■ **Auszug**:
Rodrigo sah mir bei meinen Gesprächen eine Weile zu, bis er mich dann grinsend zur Seite nahm, um mich darauf hinzuweisen, dass ich meine Überzeugungskraft zu stark eingesetzt hatte. Die Bauern hatten alle meine Suggestivfragen bestätigt. Ich überließ daher ihm und Niam das Feld.

Wir kamen zu dem Ergebnis, dass man den Junker für einen Ehrenmann hielt. Von den Überfällen hatte man tatsächlich auch schon gehört und machte sich Sorgen. Nicht Sorgen, dass der Junker dahinterstecken könnte, sondern dass irgendjemand verärgert hier vorbeikommen und alles niederbrennen würde. Der Junker hatte gerade mal acht Wachen und nochmal so viele Diener.

Dazu konnte er seinen Ruf nicht verteidigen, da er seit Tagen bettlägerig war. Sein Diener kümmerte sich eifrig um ihn und ließ ihn fast täglich zur Ader, um das schlechte Blut aus ihm heraus zu bekommen. Das kam mir grundsätzlich sinnvoll vor, aber Raun meinte, dass der Aderlass nur für eine sehr begrenzte Anzahl von Gebrechen als Behandlung nützlich war. Und nur in Maßen. Täglichen Aderlass würde der Patient nicht lange überleben.

Wir zogen zum Schloss und stellten uns als der wandernde Medikus Raun und sein Gefolge vor, was uns sofort einen begeisterten Empfang bescherte. Man trieb uns geradezu zum Bettlager des Junkers. Sein Leibdiener, den wir schon als finsteren und langwierigen Mörder verdächtigt hatten, hatte wirklich keine Ahnung von Medizin. Er tat sein Bestes, aber ohne Erfolg. Gerne überließ er uns die Behandlung. Der Junker war Anfang vierzig und wies alle Zeichen von Blutarmut auf. Wir untersuchten sein Essen und ihn selbst. Raun war etwas ratlos, aber als ihn Niam an einen Pilz erinnerte, einigte man sich darauf, dass es sich vermutlich um eine Vergiftung mit Hexenpilz handelte. Nicht an sich tödlich, aber die Behandlung mit Aderlass hätte ihm in wenigen Tagen den Rest gegeben. Jemand hatte ihn also vergiftet, war aber entweder ein sehr unfähiger Giftmischer, oder hatte ihn nur ein paar Tage loswerden wollen.

■ **Zu bearbeiten**:
(1) Auf welche Ursache für das Leiden des Junkers einigte man sich im Auszug?
(2) Schreib den Abschnitt aus dem Auszug wörtlich ab, der bei den Worten „Wir kamen zu“ beginnt und nach „nicht lange überleben.“ endet.

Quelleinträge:
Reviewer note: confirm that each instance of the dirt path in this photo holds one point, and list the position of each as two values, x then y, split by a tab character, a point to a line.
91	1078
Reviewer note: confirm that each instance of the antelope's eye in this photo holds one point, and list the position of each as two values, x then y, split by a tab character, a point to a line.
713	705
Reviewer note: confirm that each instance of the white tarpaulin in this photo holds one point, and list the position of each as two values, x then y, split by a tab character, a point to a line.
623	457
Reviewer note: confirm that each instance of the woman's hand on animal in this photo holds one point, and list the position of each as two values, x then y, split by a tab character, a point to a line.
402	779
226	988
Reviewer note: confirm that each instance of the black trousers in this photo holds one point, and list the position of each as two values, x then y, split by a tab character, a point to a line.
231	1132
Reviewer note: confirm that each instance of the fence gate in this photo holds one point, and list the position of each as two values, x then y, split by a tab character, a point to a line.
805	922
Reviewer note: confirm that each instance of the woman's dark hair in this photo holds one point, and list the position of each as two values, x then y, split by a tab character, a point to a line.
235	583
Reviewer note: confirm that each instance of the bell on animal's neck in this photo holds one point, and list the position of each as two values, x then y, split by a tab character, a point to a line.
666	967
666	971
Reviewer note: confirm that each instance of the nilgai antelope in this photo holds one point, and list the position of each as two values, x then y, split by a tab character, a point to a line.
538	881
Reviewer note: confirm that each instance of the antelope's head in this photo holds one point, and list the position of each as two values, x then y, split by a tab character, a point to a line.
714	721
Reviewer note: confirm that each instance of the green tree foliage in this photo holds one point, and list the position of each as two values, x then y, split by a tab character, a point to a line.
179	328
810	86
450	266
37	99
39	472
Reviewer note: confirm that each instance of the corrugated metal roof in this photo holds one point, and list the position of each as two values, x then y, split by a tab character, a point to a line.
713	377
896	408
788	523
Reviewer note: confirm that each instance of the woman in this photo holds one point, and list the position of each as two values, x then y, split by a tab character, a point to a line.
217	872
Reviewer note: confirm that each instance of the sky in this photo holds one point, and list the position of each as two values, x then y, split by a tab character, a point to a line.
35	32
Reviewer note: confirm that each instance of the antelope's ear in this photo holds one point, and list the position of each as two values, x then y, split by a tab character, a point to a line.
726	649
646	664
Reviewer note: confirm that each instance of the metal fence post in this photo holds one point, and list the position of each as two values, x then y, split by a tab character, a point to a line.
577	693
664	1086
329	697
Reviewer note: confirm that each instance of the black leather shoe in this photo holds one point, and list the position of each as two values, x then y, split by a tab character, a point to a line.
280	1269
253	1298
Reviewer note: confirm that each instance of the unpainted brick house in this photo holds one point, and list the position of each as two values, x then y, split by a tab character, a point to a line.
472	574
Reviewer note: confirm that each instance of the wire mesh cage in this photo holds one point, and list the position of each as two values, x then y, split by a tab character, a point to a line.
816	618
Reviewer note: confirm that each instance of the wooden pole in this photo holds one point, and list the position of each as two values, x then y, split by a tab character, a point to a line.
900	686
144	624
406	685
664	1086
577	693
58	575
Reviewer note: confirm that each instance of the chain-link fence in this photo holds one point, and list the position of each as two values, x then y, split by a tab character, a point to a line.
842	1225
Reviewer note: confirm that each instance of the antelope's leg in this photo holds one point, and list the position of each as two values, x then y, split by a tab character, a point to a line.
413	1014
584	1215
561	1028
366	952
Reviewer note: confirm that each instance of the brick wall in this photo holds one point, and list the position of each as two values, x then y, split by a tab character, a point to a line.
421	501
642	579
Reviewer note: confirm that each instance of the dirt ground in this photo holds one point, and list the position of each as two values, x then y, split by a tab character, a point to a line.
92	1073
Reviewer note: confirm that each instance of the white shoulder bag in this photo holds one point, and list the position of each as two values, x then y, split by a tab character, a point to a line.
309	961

--

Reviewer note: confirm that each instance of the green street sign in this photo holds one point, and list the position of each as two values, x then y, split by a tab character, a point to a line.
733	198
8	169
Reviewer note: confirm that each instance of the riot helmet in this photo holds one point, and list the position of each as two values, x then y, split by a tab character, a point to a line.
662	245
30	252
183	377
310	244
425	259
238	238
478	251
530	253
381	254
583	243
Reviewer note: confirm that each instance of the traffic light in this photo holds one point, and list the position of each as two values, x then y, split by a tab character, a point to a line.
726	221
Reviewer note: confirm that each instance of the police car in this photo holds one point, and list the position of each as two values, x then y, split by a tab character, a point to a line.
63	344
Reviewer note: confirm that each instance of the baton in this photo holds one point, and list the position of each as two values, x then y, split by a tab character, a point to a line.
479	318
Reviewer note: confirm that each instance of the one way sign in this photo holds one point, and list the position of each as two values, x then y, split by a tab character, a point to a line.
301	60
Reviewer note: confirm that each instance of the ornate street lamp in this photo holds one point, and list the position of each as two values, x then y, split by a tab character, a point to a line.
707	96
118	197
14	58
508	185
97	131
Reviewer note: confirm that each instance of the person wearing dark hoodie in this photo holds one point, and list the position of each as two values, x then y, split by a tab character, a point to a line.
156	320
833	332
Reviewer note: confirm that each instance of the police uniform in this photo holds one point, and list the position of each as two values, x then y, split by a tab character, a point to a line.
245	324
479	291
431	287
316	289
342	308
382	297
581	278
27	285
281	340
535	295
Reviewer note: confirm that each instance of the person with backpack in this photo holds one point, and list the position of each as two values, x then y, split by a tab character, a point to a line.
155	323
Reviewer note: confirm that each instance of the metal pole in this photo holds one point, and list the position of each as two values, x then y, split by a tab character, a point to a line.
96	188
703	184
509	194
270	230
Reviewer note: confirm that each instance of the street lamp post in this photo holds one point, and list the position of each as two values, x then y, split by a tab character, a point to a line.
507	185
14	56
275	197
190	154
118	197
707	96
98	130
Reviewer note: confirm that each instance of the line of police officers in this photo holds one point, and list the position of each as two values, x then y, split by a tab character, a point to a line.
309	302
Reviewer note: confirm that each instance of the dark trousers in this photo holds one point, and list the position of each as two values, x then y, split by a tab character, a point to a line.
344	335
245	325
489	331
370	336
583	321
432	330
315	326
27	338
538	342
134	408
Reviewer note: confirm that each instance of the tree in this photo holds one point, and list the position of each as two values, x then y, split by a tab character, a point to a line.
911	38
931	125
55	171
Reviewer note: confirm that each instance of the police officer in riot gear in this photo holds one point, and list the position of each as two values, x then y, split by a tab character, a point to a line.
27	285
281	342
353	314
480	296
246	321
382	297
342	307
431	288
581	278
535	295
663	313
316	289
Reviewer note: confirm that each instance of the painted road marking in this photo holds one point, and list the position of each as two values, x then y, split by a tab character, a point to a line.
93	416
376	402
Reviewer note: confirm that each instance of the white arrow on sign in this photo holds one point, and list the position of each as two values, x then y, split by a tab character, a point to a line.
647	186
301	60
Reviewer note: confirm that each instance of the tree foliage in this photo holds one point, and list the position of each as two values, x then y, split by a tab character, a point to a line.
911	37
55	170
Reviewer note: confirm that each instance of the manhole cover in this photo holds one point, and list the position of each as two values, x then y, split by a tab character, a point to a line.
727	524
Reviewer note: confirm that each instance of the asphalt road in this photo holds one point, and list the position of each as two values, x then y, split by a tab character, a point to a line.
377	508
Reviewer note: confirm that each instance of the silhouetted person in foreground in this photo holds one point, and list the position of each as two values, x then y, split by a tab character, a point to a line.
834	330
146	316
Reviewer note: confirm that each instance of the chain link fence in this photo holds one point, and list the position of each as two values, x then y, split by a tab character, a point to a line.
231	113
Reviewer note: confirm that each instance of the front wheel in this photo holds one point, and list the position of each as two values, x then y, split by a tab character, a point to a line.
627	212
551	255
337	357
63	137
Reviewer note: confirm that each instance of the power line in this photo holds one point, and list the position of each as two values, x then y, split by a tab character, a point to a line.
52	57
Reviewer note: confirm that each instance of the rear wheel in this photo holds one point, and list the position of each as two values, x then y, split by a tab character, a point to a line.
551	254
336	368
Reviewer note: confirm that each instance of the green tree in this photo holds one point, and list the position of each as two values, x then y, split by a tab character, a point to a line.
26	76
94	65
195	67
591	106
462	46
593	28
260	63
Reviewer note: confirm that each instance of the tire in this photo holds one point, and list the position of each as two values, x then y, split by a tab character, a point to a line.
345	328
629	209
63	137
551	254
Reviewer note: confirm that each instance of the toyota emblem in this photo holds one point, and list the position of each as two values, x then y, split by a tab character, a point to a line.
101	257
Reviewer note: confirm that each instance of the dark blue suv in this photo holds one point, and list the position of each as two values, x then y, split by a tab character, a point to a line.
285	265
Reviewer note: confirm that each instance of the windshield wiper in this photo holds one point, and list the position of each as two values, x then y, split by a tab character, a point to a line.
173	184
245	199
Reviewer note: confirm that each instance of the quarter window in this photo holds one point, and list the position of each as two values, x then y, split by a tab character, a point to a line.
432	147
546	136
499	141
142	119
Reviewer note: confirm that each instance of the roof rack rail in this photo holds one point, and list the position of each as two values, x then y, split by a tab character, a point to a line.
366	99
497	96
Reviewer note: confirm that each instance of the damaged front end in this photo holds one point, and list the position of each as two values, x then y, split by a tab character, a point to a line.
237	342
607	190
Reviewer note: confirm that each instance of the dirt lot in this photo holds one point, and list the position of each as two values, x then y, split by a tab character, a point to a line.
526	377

■ **Gelöste Aufgaben**:
(1) Auf eine Vergiftung mit Hexenpilz.

(2)
Wir kamen zu dem Ergebnis, dass man den Junker für einen Ehrenmann hielt. Von den Überfällen hatte man tatsächlich auch schon gehört und machte sich Sorgen. Nicht Sorgen, dass der Junker dahinterstecken könnte, sondern dass irgendjemand verärgert hier vorbeikommen und alles niederbrennen würde. Der Junker hatte gerade mal acht Wachen und nochmal so viele Diener.

Dazu konnte er seinen Ruf nicht verteidigen, da er seit Tagen bettlägerig war. Sein Diener kümmerte sich eifrig um ihn und ließ ihn fast täglich zur Ader, um das schlechte Blut aus ihm heraus zu bekommen. Das kam mir grundsätzlich sinnvoll vor, aber Raun meinte, dass der Aderlass nur für eine sehr begrenzte Anzahl von Gebrechen als Behandlung nützlich war. Und nur in Maßen. Täglichen Aderlass würde der Patient nicht lange überleben.